TEXT SECTION
◇ ◇ ◇ ◇
# Any opinion on these?



## DaddyDan2Five (Nov 11, 2010)

I was wondering if anyone here had any experience with this kit?

http://www.parts-express.com/pe/pshowdetl.cfm?&DID=7&Partnumber=300-702&ctab=13#Tabs


----------



## Guest (Nov 23, 2010)

I don't own them, but I've heard the BR1s with a revised crossover and they sound nice. http://murphyblaster.com/content.php?f=pe_br1.html

The dayton classics do have some impressive sound with the right crossover. For $200 and free shipping, I don't think you can go wrong with that kit. Unless maybe you have more to spend. It gets better, but the TriTrix should be able to beat ANY big box store speaker even near the same price.


----------



## 1Michael (Nov 2, 2006)

I would build them...


----------



## DaddyDan2Five (Nov 11, 2010)

I keep looking around parts express and I don't see a matched center speaker for that kit. :huh: Do you think a BR1 as center would sound right with those?


----------



## 1Michael (Nov 2, 2006)

No. You can build the Tritrix as the center.


----------



## BuddahX (Jan 6, 2010)

http://www.speakerdesignworks.com/Tritrix_pg_3.html can use the sealed design for a center.


----------
◇ ◇ ◇ ◇
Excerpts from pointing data
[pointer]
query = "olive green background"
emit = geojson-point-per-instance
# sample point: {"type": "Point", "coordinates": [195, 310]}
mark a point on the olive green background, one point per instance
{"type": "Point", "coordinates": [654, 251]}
◇ ◇ ◇ ◇
STATED TASK 1
Answer these questions about the speaker kit thread:
(a) What price and shipping terms does Guest give for the kit?
(b) What does 1Michael say can be built as the center?
(c) Which design does BuddahX say can be used for a center?
STATED TASK 2
State whether each statement agrees with the speaker kit thread:
(a) Guest owns the BR1s.
(b) Guest thinks the TriTrix should beat any big box store speaker near the same price.
(c) DaddyDan2Five found a matched center speaker for the kit at Parts Express.
STATED TASK 3
Write out everything in the speaker kit thread from "I don't own" down to "would build them...", and swap "crossover" for "filter network" each time it appears.
Work only from the speaker kit thread.

TASK OUTPUT 1
(a) $200 and free shipping.
(b) The Tritrix.
(c) The sealed design.

TASK OUTPUT 2
(a) No: "I don't own them"
(b) Yes: "the TriTrix should be able to beat ANY big box store speaker even near the same price"
(c) No: "I don't see a matched center speaker for that kit"

TASK OUTPUT 3
I don't own them, but I've heard the BR1s with a revised filter network and they sound nice. http://murphyblaster.com/content.php?f=pe_br1.html

The dayton classics do have some impressive sound with the right filter network. For $200 and free shipping, I don't think you can go wrong with that kit. Unless maybe you have more to spend. It gets better, but the TriTrix should be able to beat ANY big box store speaker even near the same price.


----------



## 1Michael (Nov 2, 2006)

I would build them...